**Written request**
Edit the stretch from the row that contains "the person wearing" through the row that contains "x=1014, y=551" by replacing "black jacket" with "dark jacket". Give those rows again with nothing else changed.

+++ Available records

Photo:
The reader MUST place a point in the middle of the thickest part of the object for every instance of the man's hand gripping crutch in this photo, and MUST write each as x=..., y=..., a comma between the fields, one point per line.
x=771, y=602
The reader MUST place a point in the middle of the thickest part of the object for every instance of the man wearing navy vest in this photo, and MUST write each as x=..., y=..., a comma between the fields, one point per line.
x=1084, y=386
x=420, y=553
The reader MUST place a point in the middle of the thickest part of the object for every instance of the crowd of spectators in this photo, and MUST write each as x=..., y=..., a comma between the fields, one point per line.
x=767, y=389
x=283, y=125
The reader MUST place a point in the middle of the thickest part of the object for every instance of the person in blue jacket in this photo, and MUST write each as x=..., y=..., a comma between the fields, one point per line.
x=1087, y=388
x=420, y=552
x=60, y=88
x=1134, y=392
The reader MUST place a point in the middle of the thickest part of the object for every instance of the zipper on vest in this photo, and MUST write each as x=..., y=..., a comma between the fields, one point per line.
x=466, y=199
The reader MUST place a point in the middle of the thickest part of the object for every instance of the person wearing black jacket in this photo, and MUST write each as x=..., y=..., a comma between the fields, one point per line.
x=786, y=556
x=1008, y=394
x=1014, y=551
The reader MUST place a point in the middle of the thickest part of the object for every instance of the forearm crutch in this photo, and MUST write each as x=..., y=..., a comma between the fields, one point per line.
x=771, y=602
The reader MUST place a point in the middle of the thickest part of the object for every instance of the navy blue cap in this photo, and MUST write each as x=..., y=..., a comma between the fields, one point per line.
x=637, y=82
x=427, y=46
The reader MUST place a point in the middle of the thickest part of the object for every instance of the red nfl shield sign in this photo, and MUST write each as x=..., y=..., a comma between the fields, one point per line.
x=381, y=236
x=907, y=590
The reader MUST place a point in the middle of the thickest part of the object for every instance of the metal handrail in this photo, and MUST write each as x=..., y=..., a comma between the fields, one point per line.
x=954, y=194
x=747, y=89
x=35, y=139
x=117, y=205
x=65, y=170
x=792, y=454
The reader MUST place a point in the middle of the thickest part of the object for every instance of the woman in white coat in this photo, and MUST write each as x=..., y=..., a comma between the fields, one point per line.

++++++

**Complete response**
The reader MUST place a point in the middle of the thickest part of the object for every instance of the person wearing dark jacket in this photo, and MUST write each as x=..., y=..., a comma between the fields, one point per line.
x=786, y=556
x=1008, y=394
x=1014, y=551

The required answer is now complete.